Записи о расположении объектов на изображениях:
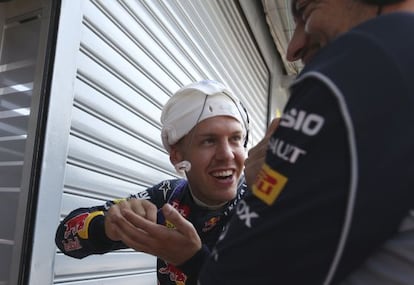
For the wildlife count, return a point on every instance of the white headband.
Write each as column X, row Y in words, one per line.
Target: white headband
column 194, row 103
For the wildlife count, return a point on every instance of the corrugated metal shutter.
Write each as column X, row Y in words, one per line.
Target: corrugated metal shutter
column 132, row 56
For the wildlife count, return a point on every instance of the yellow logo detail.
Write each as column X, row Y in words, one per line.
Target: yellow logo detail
column 269, row 184
column 83, row 233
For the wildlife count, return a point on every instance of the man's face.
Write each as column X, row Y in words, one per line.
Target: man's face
column 320, row 21
column 215, row 149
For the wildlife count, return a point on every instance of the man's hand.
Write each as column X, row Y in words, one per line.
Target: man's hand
column 174, row 245
column 117, row 226
column 257, row 155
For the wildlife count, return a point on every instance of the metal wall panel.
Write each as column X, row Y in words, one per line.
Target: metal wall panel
column 132, row 55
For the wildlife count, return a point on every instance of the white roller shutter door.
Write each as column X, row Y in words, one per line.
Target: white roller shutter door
column 131, row 57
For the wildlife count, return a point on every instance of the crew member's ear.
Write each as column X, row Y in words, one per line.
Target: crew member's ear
column 175, row 154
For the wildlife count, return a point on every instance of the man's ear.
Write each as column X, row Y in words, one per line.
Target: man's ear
column 176, row 155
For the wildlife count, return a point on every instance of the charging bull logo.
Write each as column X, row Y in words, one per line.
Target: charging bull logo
column 79, row 224
column 210, row 223
column 174, row 273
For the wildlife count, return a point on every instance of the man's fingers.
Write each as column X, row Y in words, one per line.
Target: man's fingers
column 174, row 217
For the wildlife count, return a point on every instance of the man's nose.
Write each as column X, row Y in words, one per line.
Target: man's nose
column 224, row 151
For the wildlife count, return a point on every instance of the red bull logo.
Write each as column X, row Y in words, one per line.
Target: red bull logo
column 174, row 273
column 210, row 223
column 79, row 224
column 75, row 224
column 269, row 185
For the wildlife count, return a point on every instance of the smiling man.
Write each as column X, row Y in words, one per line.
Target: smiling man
column 204, row 130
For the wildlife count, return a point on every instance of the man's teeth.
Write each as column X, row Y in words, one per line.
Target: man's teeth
column 224, row 173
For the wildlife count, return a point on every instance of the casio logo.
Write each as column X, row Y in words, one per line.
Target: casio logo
column 309, row 124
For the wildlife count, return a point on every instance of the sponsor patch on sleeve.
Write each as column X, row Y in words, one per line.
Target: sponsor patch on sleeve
column 269, row 185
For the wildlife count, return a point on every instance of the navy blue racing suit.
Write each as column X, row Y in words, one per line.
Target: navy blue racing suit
column 338, row 178
column 82, row 232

▸ Рабочее задание: Перепишите дословно строки, начиная с самой первой из приведенных выше и заканчивая строкой, содержащей «column 215, row 149», включительно. Изображения в ответ не включайте.

▸ Ответ к заданию:
For the wildlife count, return a point on every instance of the white headband.
Write each as column X, row Y in words, one per line.
Target: white headband
column 194, row 103
For the wildlife count, return a point on every instance of the corrugated metal shutter.
Write each as column X, row Y in words, one per line.
Target: corrugated metal shutter
column 132, row 56
For the wildlife count, return a point on every instance of the yellow logo detail.
Write each as column X, row Y in words, one per line.
Target: yellow logo detail
column 269, row 184
column 83, row 233
For the wildlife count, return a point on every instance of the man's face.
Write each as column X, row Y in words, one per line.
Target: man's face
column 320, row 21
column 215, row 149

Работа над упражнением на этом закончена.